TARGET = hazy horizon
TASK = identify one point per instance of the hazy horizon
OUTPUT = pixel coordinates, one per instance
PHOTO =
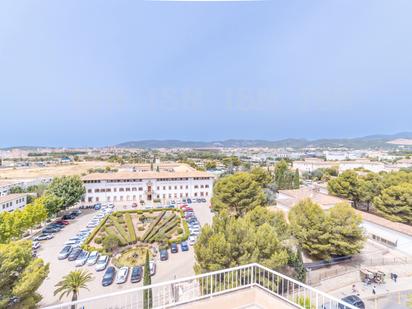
(76, 73)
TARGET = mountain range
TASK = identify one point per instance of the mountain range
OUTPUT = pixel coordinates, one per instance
(371, 141)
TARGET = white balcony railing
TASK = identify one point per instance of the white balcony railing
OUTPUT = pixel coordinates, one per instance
(187, 290)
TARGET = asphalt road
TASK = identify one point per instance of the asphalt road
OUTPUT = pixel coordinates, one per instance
(390, 301)
(179, 265)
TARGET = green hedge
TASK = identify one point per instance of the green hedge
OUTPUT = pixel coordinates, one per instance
(130, 228)
(153, 224)
(94, 232)
(121, 230)
(157, 228)
(165, 228)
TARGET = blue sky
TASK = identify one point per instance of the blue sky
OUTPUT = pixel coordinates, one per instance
(76, 73)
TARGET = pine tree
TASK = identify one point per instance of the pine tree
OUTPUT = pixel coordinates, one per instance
(147, 294)
(296, 180)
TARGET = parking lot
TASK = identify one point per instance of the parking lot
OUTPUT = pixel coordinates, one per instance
(178, 265)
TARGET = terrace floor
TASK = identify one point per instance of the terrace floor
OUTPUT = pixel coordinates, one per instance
(248, 298)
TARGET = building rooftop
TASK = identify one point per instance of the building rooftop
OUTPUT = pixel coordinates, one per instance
(294, 196)
(396, 226)
(145, 175)
(11, 197)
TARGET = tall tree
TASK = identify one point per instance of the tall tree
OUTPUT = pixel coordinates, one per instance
(296, 180)
(72, 283)
(395, 203)
(21, 275)
(308, 225)
(14, 224)
(346, 185)
(69, 189)
(323, 234)
(237, 193)
(147, 280)
(261, 176)
(231, 241)
(344, 228)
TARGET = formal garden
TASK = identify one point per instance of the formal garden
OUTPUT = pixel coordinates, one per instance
(127, 235)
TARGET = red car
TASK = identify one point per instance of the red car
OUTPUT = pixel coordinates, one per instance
(64, 222)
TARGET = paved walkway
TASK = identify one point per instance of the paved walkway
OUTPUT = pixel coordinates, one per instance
(365, 291)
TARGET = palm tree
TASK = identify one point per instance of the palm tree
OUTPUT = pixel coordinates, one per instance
(72, 283)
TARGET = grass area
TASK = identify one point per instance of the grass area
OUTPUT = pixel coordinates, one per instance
(140, 227)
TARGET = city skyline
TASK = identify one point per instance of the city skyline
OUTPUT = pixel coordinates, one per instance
(96, 74)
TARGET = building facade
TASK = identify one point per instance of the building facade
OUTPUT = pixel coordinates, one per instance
(12, 202)
(158, 187)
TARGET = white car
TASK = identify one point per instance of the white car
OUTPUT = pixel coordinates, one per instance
(71, 242)
(122, 275)
(94, 255)
(82, 258)
(192, 240)
(102, 262)
(152, 267)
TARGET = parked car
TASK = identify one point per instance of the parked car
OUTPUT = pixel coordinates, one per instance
(35, 245)
(184, 246)
(64, 253)
(43, 237)
(102, 262)
(353, 300)
(74, 254)
(56, 225)
(152, 267)
(122, 275)
(69, 217)
(50, 230)
(136, 275)
(174, 248)
(164, 255)
(192, 240)
(109, 276)
(93, 256)
(82, 258)
(64, 222)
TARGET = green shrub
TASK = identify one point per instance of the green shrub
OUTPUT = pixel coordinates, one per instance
(153, 225)
(121, 230)
(130, 228)
(96, 230)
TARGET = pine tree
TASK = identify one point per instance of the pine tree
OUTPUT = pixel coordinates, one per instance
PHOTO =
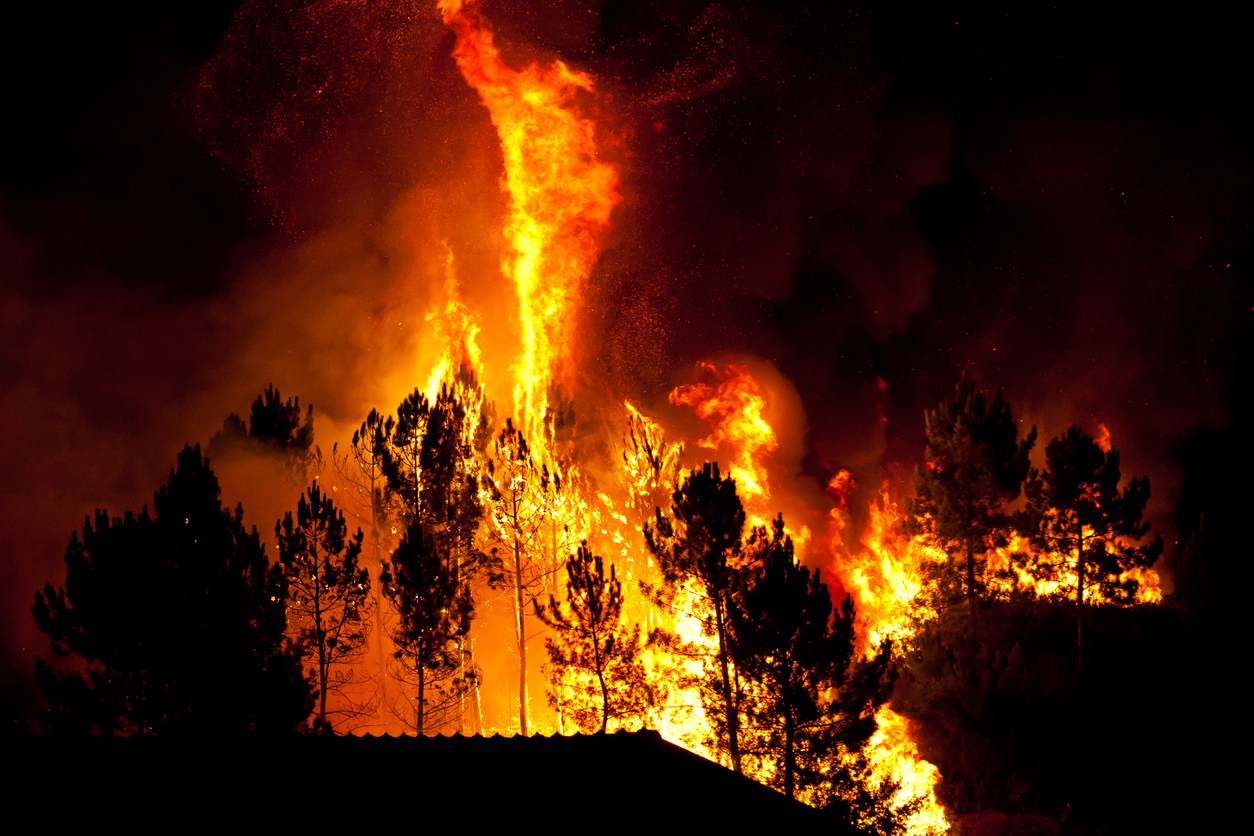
(275, 428)
(976, 464)
(360, 470)
(179, 618)
(329, 600)
(699, 549)
(403, 456)
(596, 672)
(434, 609)
(1077, 510)
(522, 499)
(810, 705)
(650, 470)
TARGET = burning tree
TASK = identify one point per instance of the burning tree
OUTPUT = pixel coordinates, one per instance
(179, 618)
(360, 469)
(699, 550)
(275, 426)
(650, 468)
(523, 500)
(976, 464)
(327, 593)
(810, 706)
(1075, 509)
(434, 611)
(596, 672)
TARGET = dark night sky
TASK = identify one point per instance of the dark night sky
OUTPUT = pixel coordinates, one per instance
(198, 201)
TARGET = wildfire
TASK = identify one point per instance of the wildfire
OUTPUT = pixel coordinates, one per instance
(457, 329)
(894, 756)
(884, 575)
(735, 407)
(561, 194)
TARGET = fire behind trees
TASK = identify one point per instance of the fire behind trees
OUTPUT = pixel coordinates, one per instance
(786, 697)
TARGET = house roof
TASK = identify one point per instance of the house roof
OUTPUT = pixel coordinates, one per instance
(578, 783)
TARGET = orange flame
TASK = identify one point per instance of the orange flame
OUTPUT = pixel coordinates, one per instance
(1102, 438)
(561, 194)
(893, 755)
(735, 409)
(458, 330)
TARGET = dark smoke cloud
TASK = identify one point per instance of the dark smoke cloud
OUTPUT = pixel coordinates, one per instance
(197, 203)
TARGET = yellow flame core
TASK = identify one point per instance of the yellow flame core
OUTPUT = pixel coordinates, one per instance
(458, 330)
(894, 756)
(561, 196)
(735, 407)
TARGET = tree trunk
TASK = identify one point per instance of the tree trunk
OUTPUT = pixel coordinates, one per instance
(522, 638)
(601, 678)
(732, 715)
(789, 735)
(1080, 593)
(421, 698)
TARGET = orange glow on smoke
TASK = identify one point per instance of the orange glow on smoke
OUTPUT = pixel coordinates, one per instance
• • • •
Swap "pixel coordinates" for "image coordinates" throughout the material above and give it again with everything else unchanged. Leave the pictures out.

→ **Correct result**
TARGET = hazy horizon
TASK = identify one point per instance of the hazy horizon
OUTPUT = image coordinates, one per instance
PHOTO =
(76, 73)
TARGET = mountain range
TASK = identify one point per instance of the mountain range
OUTPUT = image coordinates, one per instance
(371, 141)
TARGET = white balcony railing
TASK = identify one point per instance of the white balcony railing
OUTPUT = image coordinates, one per instance
(187, 290)
TARGET = asphalt road
TASK = identify one point per instance of the asphalt road
OUTPUT = image coordinates, one per instance
(390, 301)
(179, 265)
TARGET = green hedge
TASK = identify one point per instance of the green hedge
OUTPUT = image coordinates, one per instance
(130, 228)
(153, 224)
(94, 232)
(121, 230)
(157, 228)
(165, 228)
TARGET = blue sky
TASK = identify one point per instance of the blue sky
OUTPUT = image coordinates, one per instance
(76, 73)
TARGET = pine tree
TASK = identify one point per instance of the pine tree
OUTPUT = image coordinates, one per instance
(147, 294)
(296, 180)
TARGET = parking lot
TASK = identify one point per instance of the parking lot
OUTPUT = image coordinates, one per instance
(178, 265)
TARGET = terrace floor
TASK = identify one point per instance of the terrace floor
OUTPUT = image coordinates, one per instance
(248, 298)
TARGET = building rooftop
TASK = identify one point per instance of the building rooftop
OUTPUT = image coordinates, one per instance
(294, 196)
(396, 226)
(145, 175)
(11, 197)
TARGET = tall tree
TASK = identify one point per instance of the tall tree
OUTPUT = image coordinates, one per instance
(296, 180)
(72, 283)
(395, 203)
(21, 275)
(308, 225)
(14, 224)
(346, 185)
(69, 189)
(323, 234)
(237, 193)
(147, 280)
(261, 176)
(231, 241)
(344, 228)
TARGET = formal garden
TASK = identify one point per instance of the formal garden
OUTPUT = image coordinates, one per instance
(127, 235)
TARGET = red car
TASK = identify one point per instance of the red car
OUTPUT = image coordinates, one per instance
(64, 222)
TARGET = paved walkway
TASK = identify one point per instance of the paved walkway
OUTPUT = image coordinates, one per instance
(365, 291)
TARGET = palm tree
TASK = identify one point per instance of the palm tree
OUTPUT = image coordinates, one per instance
(72, 283)
TARGET = grass area
TASK = identify one point per instance of the grass area
OUTPUT = image coordinates, one per instance
(140, 227)
TARGET = city skyline
TASK = identify one point per instance of the city skyline
OUTPUT = image coordinates, one per instance
(96, 74)
TARGET = building facade
TASK = identify one point per instance of the building facade
OUTPUT = image coordinates, one per instance
(12, 202)
(158, 187)
TARGET = white car
TASK = identify one point per instance of the white car
OUTPUT = image coordinates, one per instance
(71, 242)
(122, 275)
(94, 255)
(82, 258)
(192, 240)
(102, 262)
(152, 267)
TARGET = parked car
TASK = identify one point per instance of the parked car
OUTPUT = image coordinates, one per instance
(35, 245)
(184, 246)
(64, 253)
(43, 237)
(102, 262)
(353, 300)
(74, 254)
(56, 225)
(152, 267)
(122, 275)
(69, 217)
(50, 230)
(136, 275)
(174, 248)
(164, 255)
(192, 240)
(109, 276)
(93, 256)
(82, 258)
(64, 222)
TARGET = green shrub
TASK = identify one point per instance of the green shrub
OUTPUT = image coordinates, one per instance
(153, 225)
(121, 230)
(130, 228)
(96, 230)
TARGET = pine tree
TASK = identify one point per instance of the pine tree
OUTPUT = image coordinates, one per instance
PHOTO =
(275, 428)
(976, 464)
(360, 470)
(179, 618)
(329, 600)
(699, 549)
(403, 456)
(596, 672)
(434, 609)
(1077, 510)
(522, 499)
(810, 705)
(650, 470)
TARGET = burning tree
TASK = identify one point per instance of the burning tree
OUTPUT = image coordinates, one per instance
(179, 618)
(360, 469)
(699, 550)
(275, 426)
(650, 468)
(523, 500)
(976, 464)
(327, 593)
(810, 706)
(1075, 509)
(434, 611)
(596, 672)
TARGET = dark night sky
TASK = identify one point per instance of the dark night sky
OUTPUT = image coordinates, one per instance
(198, 201)
TARGET = wildfire
TASK = identify one point per instance of the wildfire
OUTPUT = image coordinates, one per instance
(457, 329)
(894, 756)
(884, 575)
(735, 407)
(561, 194)
TARGET = fire behind trees
TASK = identify one point per instance of the fire behind trees
OUTPUT = image coordinates, one per instance
(786, 697)
TARGET = house roof
TASK = identify one point per instance of the house roof
OUTPUT = image coordinates, one per instance
(578, 783)
TARGET = orange flame
TASK = identify one point per instance of the orange flame
OUTPUT = image coordinates, one per instance
(1102, 438)
(561, 194)
(893, 755)
(735, 409)
(458, 330)
TARGET = dark smoke cloud
TASK = identify one point per instance of the dark smoke cloud
OUTPUT = image coordinates, one per instance
(197, 203)
TARGET = yellow flame core
TASK = identify one point per instance of the yellow flame core
OUTPUT = image coordinates, one per instance
(458, 330)
(894, 756)
(561, 196)
(735, 407)
TARGET = tree trunk
TASK = identify one point per instance of the tree trunk
OUTPUT = image coordinates, one per instance
(522, 638)
(601, 678)
(732, 715)
(789, 735)
(1080, 593)
(421, 698)
TARGET = orange glow on smoke
TASK = identify one point per instance of the orange glow on smoke
OUTPUT = image coordinates, one per instance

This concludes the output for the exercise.